To do
Only one portion of the data is to be written out: from the line bearing "For every <instance>" through the line bearing "box: [369, 5, 393, 34]". Write it exactly as it appears.

(Data items)

########################################

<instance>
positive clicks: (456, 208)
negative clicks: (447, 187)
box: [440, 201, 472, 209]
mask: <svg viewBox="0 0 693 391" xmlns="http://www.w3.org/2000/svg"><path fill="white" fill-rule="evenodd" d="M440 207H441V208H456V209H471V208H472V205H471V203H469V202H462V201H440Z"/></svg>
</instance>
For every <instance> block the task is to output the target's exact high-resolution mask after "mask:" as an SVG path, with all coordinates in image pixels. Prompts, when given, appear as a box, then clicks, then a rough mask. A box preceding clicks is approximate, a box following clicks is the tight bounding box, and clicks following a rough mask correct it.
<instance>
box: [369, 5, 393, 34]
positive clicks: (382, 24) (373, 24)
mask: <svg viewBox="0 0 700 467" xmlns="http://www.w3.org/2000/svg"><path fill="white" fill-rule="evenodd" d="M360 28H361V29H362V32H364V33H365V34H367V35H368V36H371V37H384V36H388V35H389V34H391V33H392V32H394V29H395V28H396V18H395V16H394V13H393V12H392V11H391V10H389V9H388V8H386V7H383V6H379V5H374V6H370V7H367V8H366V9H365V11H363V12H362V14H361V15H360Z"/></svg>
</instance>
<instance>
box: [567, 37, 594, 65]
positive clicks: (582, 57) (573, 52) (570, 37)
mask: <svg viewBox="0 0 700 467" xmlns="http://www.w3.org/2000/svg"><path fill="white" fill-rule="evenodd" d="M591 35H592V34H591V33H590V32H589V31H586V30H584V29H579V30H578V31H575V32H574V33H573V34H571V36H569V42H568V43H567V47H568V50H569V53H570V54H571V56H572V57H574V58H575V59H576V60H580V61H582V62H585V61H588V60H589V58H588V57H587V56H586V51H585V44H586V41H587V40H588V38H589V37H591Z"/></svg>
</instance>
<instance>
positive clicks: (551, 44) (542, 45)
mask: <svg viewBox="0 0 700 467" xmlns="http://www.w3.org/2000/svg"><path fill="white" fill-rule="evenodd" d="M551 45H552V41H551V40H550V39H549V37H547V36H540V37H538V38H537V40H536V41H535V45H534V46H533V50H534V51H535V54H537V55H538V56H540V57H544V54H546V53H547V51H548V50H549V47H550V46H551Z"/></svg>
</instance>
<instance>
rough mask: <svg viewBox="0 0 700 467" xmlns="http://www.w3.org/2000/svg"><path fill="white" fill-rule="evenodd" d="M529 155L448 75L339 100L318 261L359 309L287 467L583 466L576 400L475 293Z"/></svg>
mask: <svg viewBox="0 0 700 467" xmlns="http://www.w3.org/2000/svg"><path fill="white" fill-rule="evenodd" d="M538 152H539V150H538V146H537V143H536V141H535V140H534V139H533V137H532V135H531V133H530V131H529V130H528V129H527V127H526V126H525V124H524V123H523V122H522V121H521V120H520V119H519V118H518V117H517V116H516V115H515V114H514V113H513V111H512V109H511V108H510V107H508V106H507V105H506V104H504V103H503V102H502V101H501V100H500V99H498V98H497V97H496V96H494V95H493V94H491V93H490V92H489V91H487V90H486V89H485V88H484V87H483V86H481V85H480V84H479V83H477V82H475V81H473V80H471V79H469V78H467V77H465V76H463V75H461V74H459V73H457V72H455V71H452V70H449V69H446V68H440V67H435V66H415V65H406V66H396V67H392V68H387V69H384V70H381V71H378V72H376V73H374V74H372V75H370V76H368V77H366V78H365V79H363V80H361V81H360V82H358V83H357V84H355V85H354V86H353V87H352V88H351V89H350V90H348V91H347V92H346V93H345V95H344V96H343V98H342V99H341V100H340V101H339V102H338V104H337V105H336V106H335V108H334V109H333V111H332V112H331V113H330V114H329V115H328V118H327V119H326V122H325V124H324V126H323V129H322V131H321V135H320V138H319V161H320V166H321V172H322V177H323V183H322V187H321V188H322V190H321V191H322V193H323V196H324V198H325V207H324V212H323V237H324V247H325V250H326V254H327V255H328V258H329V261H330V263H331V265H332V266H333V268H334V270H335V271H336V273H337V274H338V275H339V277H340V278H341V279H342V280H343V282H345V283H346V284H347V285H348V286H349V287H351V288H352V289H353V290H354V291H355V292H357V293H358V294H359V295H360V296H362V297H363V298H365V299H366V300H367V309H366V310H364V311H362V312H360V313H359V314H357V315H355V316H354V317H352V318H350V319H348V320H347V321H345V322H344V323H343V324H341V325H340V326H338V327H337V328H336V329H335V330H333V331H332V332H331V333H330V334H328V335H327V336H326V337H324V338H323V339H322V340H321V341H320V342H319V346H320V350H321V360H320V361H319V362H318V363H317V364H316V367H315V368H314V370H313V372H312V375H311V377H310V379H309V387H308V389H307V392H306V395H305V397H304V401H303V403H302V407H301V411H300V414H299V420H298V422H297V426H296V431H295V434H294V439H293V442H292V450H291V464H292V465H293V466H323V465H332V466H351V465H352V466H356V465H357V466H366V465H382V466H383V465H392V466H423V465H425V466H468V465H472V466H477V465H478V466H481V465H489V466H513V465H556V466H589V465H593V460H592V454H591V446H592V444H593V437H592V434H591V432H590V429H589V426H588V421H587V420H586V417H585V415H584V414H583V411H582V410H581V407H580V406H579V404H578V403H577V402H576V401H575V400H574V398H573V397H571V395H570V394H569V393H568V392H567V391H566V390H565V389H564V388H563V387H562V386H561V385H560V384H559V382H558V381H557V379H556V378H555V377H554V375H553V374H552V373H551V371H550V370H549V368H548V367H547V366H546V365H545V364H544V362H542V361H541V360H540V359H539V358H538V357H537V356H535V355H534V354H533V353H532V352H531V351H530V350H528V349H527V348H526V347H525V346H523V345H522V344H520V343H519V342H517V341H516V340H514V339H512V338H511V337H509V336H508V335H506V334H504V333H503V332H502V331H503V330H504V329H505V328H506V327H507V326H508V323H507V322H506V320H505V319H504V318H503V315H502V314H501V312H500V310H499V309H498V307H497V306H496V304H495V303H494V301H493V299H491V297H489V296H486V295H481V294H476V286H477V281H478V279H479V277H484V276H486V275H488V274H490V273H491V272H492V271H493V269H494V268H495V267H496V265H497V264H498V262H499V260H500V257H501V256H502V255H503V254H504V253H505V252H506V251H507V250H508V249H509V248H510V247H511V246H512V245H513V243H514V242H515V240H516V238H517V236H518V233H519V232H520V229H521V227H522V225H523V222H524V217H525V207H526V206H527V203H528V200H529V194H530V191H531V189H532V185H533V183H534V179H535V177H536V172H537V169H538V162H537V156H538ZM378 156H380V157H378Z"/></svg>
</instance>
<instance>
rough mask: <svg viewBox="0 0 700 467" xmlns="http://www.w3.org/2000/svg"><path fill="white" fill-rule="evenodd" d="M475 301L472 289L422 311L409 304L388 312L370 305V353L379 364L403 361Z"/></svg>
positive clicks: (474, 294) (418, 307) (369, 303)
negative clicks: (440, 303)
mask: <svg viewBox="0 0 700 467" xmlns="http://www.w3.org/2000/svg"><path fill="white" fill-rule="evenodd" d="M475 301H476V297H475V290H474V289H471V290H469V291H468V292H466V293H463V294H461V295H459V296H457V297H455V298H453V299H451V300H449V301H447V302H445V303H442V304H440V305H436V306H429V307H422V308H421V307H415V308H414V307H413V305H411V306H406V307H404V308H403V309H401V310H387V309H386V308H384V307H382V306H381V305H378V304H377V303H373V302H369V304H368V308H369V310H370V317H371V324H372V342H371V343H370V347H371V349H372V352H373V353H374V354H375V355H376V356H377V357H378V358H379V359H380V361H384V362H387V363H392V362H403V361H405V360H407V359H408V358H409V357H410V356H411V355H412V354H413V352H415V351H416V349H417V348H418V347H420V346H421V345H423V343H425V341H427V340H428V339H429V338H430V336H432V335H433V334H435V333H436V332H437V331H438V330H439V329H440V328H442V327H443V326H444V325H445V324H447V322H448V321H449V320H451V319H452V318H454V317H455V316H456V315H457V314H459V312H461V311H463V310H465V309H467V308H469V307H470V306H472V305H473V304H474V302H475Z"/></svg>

########################################

Expected answer
For every <instance> block the task is to output the target's exact high-resolution mask after "mask:" as an SVG path, with all coordinates in image pixels. Prompts, when given, appear as a box, then clicks, then a rough mask. A box preceding clicks is approximate, a box following clicks is the tight bounding box, and clicks following a rough mask correct it.
<instance>
box: [369, 5, 393, 34]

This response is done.